What you will do: Set down all of the data again, character for character.

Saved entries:

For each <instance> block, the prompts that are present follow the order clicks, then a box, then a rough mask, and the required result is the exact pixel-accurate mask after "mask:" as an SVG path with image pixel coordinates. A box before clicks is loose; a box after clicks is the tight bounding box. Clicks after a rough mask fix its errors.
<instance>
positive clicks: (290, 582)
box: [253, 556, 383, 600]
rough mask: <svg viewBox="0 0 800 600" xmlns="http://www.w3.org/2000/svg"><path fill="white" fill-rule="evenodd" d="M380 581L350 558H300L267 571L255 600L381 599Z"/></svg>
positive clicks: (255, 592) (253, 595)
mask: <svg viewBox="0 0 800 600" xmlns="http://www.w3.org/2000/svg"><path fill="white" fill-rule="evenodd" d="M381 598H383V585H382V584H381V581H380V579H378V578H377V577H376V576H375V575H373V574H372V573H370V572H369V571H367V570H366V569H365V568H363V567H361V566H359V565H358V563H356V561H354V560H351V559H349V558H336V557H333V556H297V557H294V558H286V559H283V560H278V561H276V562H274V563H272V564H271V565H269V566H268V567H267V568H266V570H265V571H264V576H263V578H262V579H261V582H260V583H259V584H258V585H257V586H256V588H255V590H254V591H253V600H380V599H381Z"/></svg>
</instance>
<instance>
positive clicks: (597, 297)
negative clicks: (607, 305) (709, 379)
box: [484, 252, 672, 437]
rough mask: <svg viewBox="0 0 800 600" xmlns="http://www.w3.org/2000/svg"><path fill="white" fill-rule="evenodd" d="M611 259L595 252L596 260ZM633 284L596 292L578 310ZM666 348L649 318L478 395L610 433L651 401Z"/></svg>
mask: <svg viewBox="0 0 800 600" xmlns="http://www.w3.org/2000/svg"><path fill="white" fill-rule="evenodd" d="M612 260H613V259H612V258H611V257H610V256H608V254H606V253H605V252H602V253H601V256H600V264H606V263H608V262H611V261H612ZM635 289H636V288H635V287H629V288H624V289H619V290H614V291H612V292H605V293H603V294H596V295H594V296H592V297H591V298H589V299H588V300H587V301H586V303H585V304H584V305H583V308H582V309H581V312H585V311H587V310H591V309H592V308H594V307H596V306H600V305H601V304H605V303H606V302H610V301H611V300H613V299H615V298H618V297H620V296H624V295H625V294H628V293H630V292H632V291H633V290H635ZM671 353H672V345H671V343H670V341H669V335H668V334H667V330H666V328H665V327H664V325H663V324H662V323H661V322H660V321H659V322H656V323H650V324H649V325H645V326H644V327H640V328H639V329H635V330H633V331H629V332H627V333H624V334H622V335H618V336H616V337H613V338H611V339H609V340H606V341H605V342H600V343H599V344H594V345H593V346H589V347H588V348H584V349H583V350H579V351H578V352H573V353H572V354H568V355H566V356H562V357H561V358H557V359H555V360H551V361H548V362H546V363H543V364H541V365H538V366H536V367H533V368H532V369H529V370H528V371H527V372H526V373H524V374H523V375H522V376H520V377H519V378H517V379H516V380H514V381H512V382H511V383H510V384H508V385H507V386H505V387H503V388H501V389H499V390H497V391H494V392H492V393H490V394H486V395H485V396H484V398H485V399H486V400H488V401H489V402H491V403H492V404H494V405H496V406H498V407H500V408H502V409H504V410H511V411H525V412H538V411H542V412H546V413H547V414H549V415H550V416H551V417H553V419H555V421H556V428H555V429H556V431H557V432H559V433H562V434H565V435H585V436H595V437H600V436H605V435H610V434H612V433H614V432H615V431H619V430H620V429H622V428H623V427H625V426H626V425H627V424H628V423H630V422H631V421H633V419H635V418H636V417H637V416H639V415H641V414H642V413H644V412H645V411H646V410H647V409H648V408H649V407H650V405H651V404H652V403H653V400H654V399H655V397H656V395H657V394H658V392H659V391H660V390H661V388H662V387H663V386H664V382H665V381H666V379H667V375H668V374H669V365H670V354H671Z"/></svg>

Your solution:
For each <instance> block, the prompts that are present follow the order clicks, then a box, then a rough mask, and the required result is the exact pixel-accurate mask after "mask:" as an SVG path with image pixel coordinates. A box before clicks is loose; a box after clicks is the tight bounding box. Clicks after a rough mask fix its errors.
<instance>
positive clicks: (290, 582)
box: [253, 556, 383, 600]
rough mask: <svg viewBox="0 0 800 600" xmlns="http://www.w3.org/2000/svg"><path fill="white" fill-rule="evenodd" d="M380 581L350 558H300L267 571L255 600L381 599Z"/></svg>
positive clicks: (255, 592) (253, 595)
mask: <svg viewBox="0 0 800 600" xmlns="http://www.w3.org/2000/svg"><path fill="white" fill-rule="evenodd" d="M381 598H383V585H382V584H381V581H380V579H378V578H377V577H376V576H375V575H373V574H372V573H370V572H369V571H367V570H366V569H365V568H363V567H361V566H359V565H358V563H356V561H354V560H351V559H349V558H336V557H333V556H297V557H294V558H286V559H283V560H278V561H276V562H274V563H272V564H271V565H269V566H268V567H267V568H266V570H265V571H264V576H263V578H262V579H261V582H260V583H259V584H258V585H257V586H256V588H255V590H254V591H253V600H380V599H381Z"/></svg>
</instance>
<instance>
positive clicks: (597, 297)
negative clicks: (607, 305) (709, 379)
box: [484, 252, 672, 437]
rough mask: <svg viewBox="0 0 800 600" xmlns="http://www.w3.org/2000/svg"><path fill="white" fill-rule="evenodd" d="M611 259L595 252L596 260ZM633 284L596 292L578 310ZM666 348L649 318L478 395L610 433L651 401Z"/></svg>
mask: <svg viewBox="0 0 800 600" xmlns="http://www.w3.org/2000/svg"><path fill="white" fill-rule="evenodd" d="M612 260H613V259H612V258H611V257H610V256H608V254H606V253H605V252H602V253H601V256H600V264H606V263H608V262H611V261H612ZM635 289H636V288H635V287H629V288H624V289H619V290H614V291H612V292H605V293H603V294H596V295H594V296H592V297H591V298H589V299H588V300H587V301H586V303H585V304H584V305H583V308H582V309H581V312H585V311H587V310H591V309H592V308H594V307H596V306H600V305H601V304H605V303H606V302H610V301H611V300H613V299H615V298H618V297H620V296H624V295H625V294H628V293H630V292H632V291H633V290H635ZM671 353H672V345H671V343H670V341H669V335H668V334H667V330H666V328H665V327H664V325H663V324H662V323H661V322H660V321H659V322H656V323H650V324H649V325H645V326H644V327H640V328H639V329H635V330H633V331H629V332H627V333H624V334H622V335H618V336H616V337H613V338H611V339H609V340H606V341H605V342H600V343H599V344H594V345H593V346H589V347H588V348H584V349H583V350H579V351H578V352H573V353H572V354H568V355H566V356H562V357H561V358H557V359H555V360H551V361H548V362H546V363H543V364H541V365H538V366H536V367H533V368H532V369H529V370H528V371H527V372H526V373H524V374H523V375H522V376H520V377H519V378H517V379H516V380H514V381H512V382H511V383H510V384H508V385H507V386H505V387H503V388H501V389H499V390H497V391H494V392H492V393H490V394H486V395H485V396H484V398H485V399H486V400H488V401H489V402H491V403H492V404H494V405H496V406H498V407H500V408H502V409H504V410H511V411H525V412H538V411H542V412H546V413H547V414H549V415H550V416H551V417H553V419H555V421H556V428H555V429H556V431H557V432H559V433H562V434H565V435H585V436H595V437H600V436H605V435H610V434H612V433H614V432H615V431H619V430H620V429H622V428H623V427H625V426H626V425H627V424H628V423H630V422H631V421H633V419H635V418H636V417H637V416H639V415H641V414H642V413H644V412H645V411H646V410H647V409H648V408H649V407H650V405H651V404H652V403H653V400H654V399H655V397H656V395H657V394H658V392H659V391H660V390H661V388H662V387H663V386H664V382H665V381H666V379H667V375H668V374H669V365H670V354H671Z"/></svg>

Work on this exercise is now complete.